▶ [Instructions for the task]: Convert every line of the rows below into a JSON list of strings, one string per line, leaving out any blank lines.

▶ [Recorded information]:

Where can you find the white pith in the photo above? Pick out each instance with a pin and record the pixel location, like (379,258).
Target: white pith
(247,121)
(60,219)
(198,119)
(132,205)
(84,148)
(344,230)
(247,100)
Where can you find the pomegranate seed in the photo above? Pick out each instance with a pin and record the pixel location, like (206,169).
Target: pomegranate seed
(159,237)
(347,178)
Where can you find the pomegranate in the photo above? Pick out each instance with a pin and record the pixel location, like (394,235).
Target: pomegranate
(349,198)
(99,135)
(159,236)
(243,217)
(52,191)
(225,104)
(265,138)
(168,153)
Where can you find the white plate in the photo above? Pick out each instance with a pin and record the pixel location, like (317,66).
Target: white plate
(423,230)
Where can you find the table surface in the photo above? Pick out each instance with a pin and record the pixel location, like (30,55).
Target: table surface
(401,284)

▶ [In response]:
[
  "Where can you find the white pith in the photo above? Pick out each instance with a pin and record the pixel location, like (379,258).",
  "Target: white pith",
  "(247,121)",
  "(60,219)",
  "(198,119)",
  "(132,205)",
  "(84,148)",
  "(344,230)",
  "(247,100)",
  "Where can you find the pomegranate seed in the photo above? Pick out each instance with a pin and record the pixel location, like (206,169).",
  "Target: pomegranate seed",
  "(159,237)",
  "(347,178)",
  "Where can you find the pomegranate in the photo above? Pick out each instance with a pin and record the pixel location, like (394,235).",
  "Target: pomegranate",
  "(349,198)",
  "(99,135)",
  "(159,236)",
  "(243,217)",
  "(52,191)",
  "(225,104)",
  "(265,138)",
  "(168,153)",
  "Where can you find the white plate in the photo above? Pick out each instance with a pin and record the pixel location, like (317,66).",
  "Target: white plate",
  "(423,230)",
  "Where can you find the table surface in the photo above? Pick out each instance with a pin and record the pixel location, like (30,55).",
  "Target: table surface",
  "(401,284)"
]